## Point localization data
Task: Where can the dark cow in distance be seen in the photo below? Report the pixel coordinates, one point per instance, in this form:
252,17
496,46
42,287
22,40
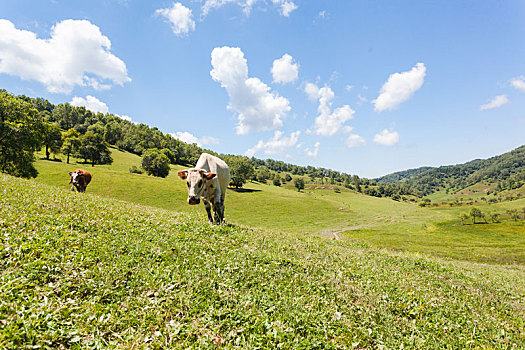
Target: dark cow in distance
79,179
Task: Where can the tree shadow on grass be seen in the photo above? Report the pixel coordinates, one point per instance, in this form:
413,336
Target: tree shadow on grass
243,190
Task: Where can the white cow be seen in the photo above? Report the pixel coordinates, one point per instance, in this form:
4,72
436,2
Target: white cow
209,180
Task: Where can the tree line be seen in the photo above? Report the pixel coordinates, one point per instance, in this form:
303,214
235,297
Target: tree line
505,171
32,124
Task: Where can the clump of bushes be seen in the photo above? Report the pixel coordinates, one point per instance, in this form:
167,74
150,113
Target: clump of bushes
135,170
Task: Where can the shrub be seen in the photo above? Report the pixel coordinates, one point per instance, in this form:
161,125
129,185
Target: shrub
135,170
156,163
298,183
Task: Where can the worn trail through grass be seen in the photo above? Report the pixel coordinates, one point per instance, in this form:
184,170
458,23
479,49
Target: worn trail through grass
78,270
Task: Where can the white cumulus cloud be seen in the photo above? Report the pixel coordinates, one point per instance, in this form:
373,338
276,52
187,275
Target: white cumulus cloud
328,122
189,138
256,106
76,54
91,103
285,6
518,83
125,117
400,87
386,138
497,101
284,70
278,144
354,140
179,17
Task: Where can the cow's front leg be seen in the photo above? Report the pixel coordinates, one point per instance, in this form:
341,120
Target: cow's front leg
217,212
207,205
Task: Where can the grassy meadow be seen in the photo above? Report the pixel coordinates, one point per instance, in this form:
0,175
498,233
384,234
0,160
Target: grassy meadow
83,271
379,222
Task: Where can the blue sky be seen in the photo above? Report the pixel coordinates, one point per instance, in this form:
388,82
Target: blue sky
362,87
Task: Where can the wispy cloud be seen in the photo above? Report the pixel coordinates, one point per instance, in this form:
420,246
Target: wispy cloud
386,138
518,83
76,54
179,17
496,102
285,6
278,144
285,70
354,140
327,123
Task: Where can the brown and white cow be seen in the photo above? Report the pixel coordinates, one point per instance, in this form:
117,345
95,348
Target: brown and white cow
208,180
79,179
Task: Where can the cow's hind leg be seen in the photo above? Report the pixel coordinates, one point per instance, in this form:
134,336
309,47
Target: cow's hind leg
222,206
218,213
207,205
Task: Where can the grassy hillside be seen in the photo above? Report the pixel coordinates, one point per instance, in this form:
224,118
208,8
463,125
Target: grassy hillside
505,171
349,215
79,270
403,176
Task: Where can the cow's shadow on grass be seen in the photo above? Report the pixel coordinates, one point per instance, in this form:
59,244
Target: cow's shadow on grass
243,190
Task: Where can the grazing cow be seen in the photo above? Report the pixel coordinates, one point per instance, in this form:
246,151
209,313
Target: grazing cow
79,179
209,180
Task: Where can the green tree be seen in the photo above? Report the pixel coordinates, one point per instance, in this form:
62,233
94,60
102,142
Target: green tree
494,217
475,213
52,139
277,180
112,132
94,149
71,143
155,163
21,133
514,214
463,216
298,183
241,170
263,174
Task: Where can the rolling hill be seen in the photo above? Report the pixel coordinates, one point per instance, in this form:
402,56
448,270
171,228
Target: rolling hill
506,171
80,270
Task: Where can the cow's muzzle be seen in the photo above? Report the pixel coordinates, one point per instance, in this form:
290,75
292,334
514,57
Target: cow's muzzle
193,200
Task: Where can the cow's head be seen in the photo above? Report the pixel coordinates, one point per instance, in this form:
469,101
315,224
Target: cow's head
197,181
74,177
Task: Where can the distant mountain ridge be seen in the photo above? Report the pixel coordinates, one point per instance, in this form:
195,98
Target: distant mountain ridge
505,171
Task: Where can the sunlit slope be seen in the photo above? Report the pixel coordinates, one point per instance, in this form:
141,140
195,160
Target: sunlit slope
79,270
257,205
347,215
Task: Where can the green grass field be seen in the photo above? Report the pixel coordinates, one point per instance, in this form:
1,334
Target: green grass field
83,271
379,222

## Goal of the exercise
In your copy of the entries above, keep the text exact and leave out the pictures.

## Result of this task
Task: Where can the dark cow in distance be seen in the photo below? Report the pixel coordinates, one point per instance, in this form:
252,17
496,46
42,287
22,40
Target: dark cow in distance
79,179
Task: Where can the tree shadow on grass be seen in the photo above? Report the pixel coordinates, one point per instance, in this form:
413,336
Target: tree shadow on grass
243,190
Task: Where can the white cow be seen in the photo above? Report the pixel coordinates, one point per instance, in this form:
4,72
436,2
Target: white cow
209,180
Task: Where can the tree line be seen in the photo above? Report the pixel coordinates, one point per instance, in this form:
303,214
235,297
Target: tree line
505,171
32,124
Task: Where can the clump of bushes be seen in the photo above? Report the pixel coordinates, one point per instance, in this form:
167,74
150,113
Target: clump of bushes
135,170
Task: Where can the shrub be seen in the photo above? Report the pixel coordinates, one point per instance, in this form:
161,125
129,185
Target: shrub
135,170
156,163
298,183
Task: Where can the worn trail through grass be seen in the photo above? Report the pixel coordinates, one point per instance, in this form:
184,170
458,23
479,49
Target: worn trail through grass
78,270
Task: Where can the white cumulus cloud be seen in the photo above? Report the pixel coordinates, one point per instance, in this form:
373,338
276,52
187,275
Target: white cumulus cloud
328,122
189,138
256,106
76,54
91,103
285,6
518,83
125,117
400,87
386,138
497,101
284,70
278,144
354,140
179,17
Task: Where can the cow's front leg be seen in the photo above? Report the pixel coordinates, one point per instance, in this form:
341,120
Target: cow's front leg
217,212
207,205
Task: Where can the grassy meadow be seen in the photo above? Report the pixel coordinates, one point per instance, in this form:
0,175
498,233
384,234
0,160
Target: grassy meadow
83,271
379,222
Task: Where can the blue sky be seen in the photo above? Report the pixel coordinates, one point per instance, in this form:
388,82
Target: blue sky
362,87
Task: Where can the wispy cloud be seen in the photo above? Report the pixel coordinates, one point per instance, in this form:
420,246
Target: wispy cloud
386,138
518,83
76,54
179,17
496,102
285,6
278,144
285,70
354,140
327,123
Task: Where can the brown and white cow be seen in the photo above? Report the pixel coordinates, one point per instance, in this form:
117,345
95,348
Target: brown and white cow
208,180
79,179
Task: Where can the cow's hind leg be seen in the photo above? Report the pixel coordinates, one point per instance, in this form:
134,336
309,47
Target: cow's hind leg
222,206
218,213
207,205
Task: Where can the grassy hillside be seen in the photo above? Report the pixel coordinates, one point per instance, in this form:
224,118
208,8
463,125
Target: grassy hillside
505,171
349,215
79,270
403,176
Task: Where can the cow's shadow on grass be seen in the photo above? Report the pixel coordinates, one point per instance, in this form:
59,244
Target: cow's shadow on grass
243,190
Task: Where can the grazing cow be seen in the photo above? Report the pixel coordinates, one point per instance, in this form:
246,151
209,313
Target: grazing cow
79,179
209,180
Task: Where can the green tree be seen in the photo above? Report the pixel coordinates, one point per instance, in this form:
62,233
94,60
102,142
Target: green tree
494,217
475,213
52,139
277,180
112,132
94,149
71,143
155,163
21,133
514,214
463,216
298,183
241,170
263,174
Task: Where can the rolling hill be seen in the photo above? Report the pixel coordinates, one point per instance, in this form:
402,56
448,270
171,228
Target: rolling hill
506,171
80,270
Task: Where can the cow's muzzle be seen in the photo above? Report the pixel coordinates, one point per instance, in this form:
290,75
292,334
514,57
Target: cow's muzzle
193,200
Task: Where can the cow's head be seen in the photo above? Report the pixel coordinates, one point per instance, in this form:
469,101
315,224
Target: cow's head
197,181
74,177
Task: Where can the distant mountain ridge be seen in the photo above? Report the pixel coordinates, one point per instance, in this form:
195,98
Target: distant mountain ridge
505,171
Task: Where can the sunlit slope be seen in the photo above? Report the pixel coordinates, one point per instance, in this form:
141,140
195,160
Target: sunlit slope
79,270
257,205
347,215
Task: Where can the green grass field be seen in the photo above? Report the pixel coordinates, one point per instance, in this form:
1,334
Target: green grass field
83,271
379,222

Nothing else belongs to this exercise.